• [Directions]: Nothing may be dropped or altered: reproduce all the data.

[Saved data entries]
□ □ □ □ □ □ □
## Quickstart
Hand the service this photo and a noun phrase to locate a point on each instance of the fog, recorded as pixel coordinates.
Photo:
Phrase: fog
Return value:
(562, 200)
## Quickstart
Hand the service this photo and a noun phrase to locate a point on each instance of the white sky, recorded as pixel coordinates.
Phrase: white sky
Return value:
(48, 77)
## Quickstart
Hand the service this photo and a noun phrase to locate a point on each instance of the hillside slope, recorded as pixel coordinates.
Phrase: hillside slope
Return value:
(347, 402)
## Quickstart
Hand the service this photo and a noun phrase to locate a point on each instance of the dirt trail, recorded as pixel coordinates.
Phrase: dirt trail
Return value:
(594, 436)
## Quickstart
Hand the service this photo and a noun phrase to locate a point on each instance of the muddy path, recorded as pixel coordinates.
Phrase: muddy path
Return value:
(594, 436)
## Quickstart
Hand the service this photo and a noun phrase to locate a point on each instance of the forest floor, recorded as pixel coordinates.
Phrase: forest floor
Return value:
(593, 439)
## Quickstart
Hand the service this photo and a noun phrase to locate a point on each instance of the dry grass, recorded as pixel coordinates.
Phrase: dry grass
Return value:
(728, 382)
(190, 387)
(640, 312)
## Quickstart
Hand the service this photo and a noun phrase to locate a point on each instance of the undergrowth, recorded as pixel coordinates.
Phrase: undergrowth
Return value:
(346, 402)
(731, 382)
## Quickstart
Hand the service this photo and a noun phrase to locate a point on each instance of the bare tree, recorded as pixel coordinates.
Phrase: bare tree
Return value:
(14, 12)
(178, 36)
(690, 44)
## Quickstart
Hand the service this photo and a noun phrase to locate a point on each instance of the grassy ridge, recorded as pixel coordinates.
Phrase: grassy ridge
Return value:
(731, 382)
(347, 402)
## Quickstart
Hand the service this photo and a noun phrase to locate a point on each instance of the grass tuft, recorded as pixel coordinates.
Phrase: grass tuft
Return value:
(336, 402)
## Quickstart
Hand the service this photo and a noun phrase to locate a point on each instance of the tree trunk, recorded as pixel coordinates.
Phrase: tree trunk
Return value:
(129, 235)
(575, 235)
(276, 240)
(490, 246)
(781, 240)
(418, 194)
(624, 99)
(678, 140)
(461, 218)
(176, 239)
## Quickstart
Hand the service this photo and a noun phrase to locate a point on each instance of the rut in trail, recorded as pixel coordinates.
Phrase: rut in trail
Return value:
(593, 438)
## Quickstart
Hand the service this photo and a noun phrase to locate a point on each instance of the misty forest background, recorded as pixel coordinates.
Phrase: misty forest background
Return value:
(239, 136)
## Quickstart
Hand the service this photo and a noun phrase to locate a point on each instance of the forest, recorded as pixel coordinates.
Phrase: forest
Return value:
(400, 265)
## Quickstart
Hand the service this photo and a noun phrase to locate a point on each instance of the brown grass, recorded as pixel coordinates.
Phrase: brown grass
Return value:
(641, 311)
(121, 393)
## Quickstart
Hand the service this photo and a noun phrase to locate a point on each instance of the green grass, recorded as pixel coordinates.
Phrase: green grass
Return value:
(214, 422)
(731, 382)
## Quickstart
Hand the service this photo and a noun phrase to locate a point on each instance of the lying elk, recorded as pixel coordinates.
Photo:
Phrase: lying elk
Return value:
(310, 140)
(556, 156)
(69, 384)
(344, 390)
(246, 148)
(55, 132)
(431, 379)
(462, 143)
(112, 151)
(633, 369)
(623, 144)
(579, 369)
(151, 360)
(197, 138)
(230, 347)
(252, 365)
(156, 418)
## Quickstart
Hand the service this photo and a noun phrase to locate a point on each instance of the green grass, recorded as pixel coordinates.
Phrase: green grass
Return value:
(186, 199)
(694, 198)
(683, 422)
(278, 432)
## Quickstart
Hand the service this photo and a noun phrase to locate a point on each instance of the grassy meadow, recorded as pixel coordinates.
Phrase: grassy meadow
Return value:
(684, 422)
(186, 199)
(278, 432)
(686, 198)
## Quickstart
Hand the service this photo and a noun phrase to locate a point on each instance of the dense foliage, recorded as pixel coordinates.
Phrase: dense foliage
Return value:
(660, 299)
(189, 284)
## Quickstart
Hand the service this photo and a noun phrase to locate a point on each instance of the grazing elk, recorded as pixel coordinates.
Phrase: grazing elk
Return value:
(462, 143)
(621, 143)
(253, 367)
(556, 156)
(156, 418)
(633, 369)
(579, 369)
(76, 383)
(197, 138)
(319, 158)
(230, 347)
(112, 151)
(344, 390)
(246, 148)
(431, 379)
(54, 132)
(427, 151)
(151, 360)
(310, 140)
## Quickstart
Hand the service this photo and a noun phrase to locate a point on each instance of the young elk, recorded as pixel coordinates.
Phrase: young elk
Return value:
□ □ □ □ □ □ □
• [Answer to the problem]:
## Quickstart
Hand the service this photo and a noun phrase to locate a point on each instance of the fog, recorded as pixel coordinates.
Photo:
Phrase: fog
Return value:
(562, 200)
## Quickstart
Hand the service this photo and a noun phrase to locate a point on each instance of the white sky, recorded as pixel coordinates.
Phrase: white sky
Return value:
(48, 77)
## Quickstart
Hand the service this photo and a noun phrase to locate a point on each instance of the hillside slope, recorded as pixel coordinates.
Phrase: hillside slope
Return value:
(347, 402)
## Quickstart
Hand the service this photo and a noun phrase to locate a point on each instance of the dirt trail, recorded as pixel coordinates.
Phrase: dirt trail
Return value:
(594, 436)
## Quickstart
Hand the service this photo and a noun phrase to locate a point on each instance of the muddy path, recorded as pixel coordinates.
Phrase: muddy path
Return value:
(594, 436)
## Quickstart
Hand the service this photo and a noun phrase to locate a point on each instance of the forest floor, recorded as pixel coordinates.
Phrase: forest floor
Return value:
(593, 439)
## Quickstart
Hand the service this photo and a noun phrase to locate a point on each instance of the dry grass, recorded as pixel coordinates.
Phrase: dry grass
Return value:
(728, 382)
(190, 387)
(640, 312)
## Quickstart
Hand the service this photo and a noun phrase to locate a point on each instance of the undergrowth, recorded as pixel coordinates.
Phrase: undergrowth
Return value:
(346, 402)
(731, 382)
## Quickstart
Hand the service this photo and a noun phrase to locate a point on each instance of the bare tree, recorded as pixel coordinates.
Phrase: bare tree
Return value:
(14, 12)
(178, 36)
(690, 44)
## Quickstart
Hand the service this photo and a noun phrase to locate a point on each instance of the grassy ridge, recorded as pixel coordinates.
Phrase: grassy ridge
Return value:
(731, 382)
(347, 402)
## Quickstart
Hand the service this photo and a noun phrase to locate a point on each instance of the grass tuft, recorded as pixel coordinates.
Phrase: grass tuft
Return value:
(336, 402)
## Quickstart
Hand the service this photo and a noun phrase to locate a point on each instance of the tree trunk, recorded as pixel coordinates.
Phrase: tree trunk
Return value:
(129, 235)
(575, 235)
(276, 240)
(490, 246)
(781, 240)
(418, 194)
(624, 99)
(678, 140)
(461, 218)
(176, 239)
## Quickstart
Hand the service this photo and a noun phrase to locate a point on each instance of the rut in trail, recorded as pixel coordinates.
Phrase: rut in trail
Return value:
(593, 438)
## Quickstart
Hand the service this photo and a noun phrase to locate a point on each instance of the misty forest background, recorded as pixel coordinates.
Phrase: misty forest background
Return value:
(239, 136)
## Quickstart
Hand the service this photo and a noun phrase to locate a point on each instance of the forest, recorded as pixel coordinates.
Phrase: forest
Return value:
(400, 265)
## Quickstart
Hand the service this photo and a noun phrase to locate a point on each instance of the brown grass, recorded as pixel coordinates.
Phrase: brown grass
Return value:
(641, 311)
(121, 393)
## Quickstart
Hand the service this photo and a noun phrase to locate a point on each instance of the green grass, recorded as pixel coordinates.
Phrase: green grass
Return value:
(214, 422)
(731, 382)
## Quickstart
Hand the service this photo and a noun phrase to locate a point on each instance of the lying elk, recorded as pixel coordinates.
Photo:
Phrase: lying elk
Return value:
(310, 140)
(556, 156)
(69, 384)
(344, 390)
(246, 148)
(55, 132)
(431, 379)
(462, 143)
(112, 151)
(633, 369)
(623, 144)
(579, 369)
(151, 360)
(197, 138)
(230, 347)
(252, 365)
(156, 418)
## Quickstart
Hand the service this photo and a noun phrase to locate a point on each instance of the green grass, recorded as pixel coordinates.
Phrase: green grass
Return value:
(186, 199)
(694, 198)
(683, 422)
(278, 432)
## Quickstart
Hand the service this photo and a noun phrase to locate a point on each instance of the grassy meadow, recorded as pixel coordinates.
Phrase: grassy meadow
Return value:
(684, 422)
(186, 199)
(278, 432)
(686, 198)
## Quickstart
Hand the service this photo and a noun phrase to locate a point on each instance of the dense foliage, recorded as pixel coordinates.
Phrase: dense foliage
Return value:
(660, 299)
(189, 284)
## Quickstart
Hand the service this photo and a noun phrase to locate a point on each instance of the grazing elk, recorded as pixel coordinates.
Phrase: grazing elk
Return value:
(462, 143)
(621, 143)
(253, 367)
(556, 156)
(156, 418)
(633, 369)
(579, 369)
(76, 383)
(197, 138)
(319, 158)
(230, 347)
(112, 151)
(344, 390)
(246, 148)
(431, 379)
(54, 132)
(427, 151)
(151, 360)
(310, 140)
## Quickstart
Hand the service this photo and a noun phrase to locate a point on each instance of the young elk, recorded as pixel coordinates.
Phrase: young elk
Return value:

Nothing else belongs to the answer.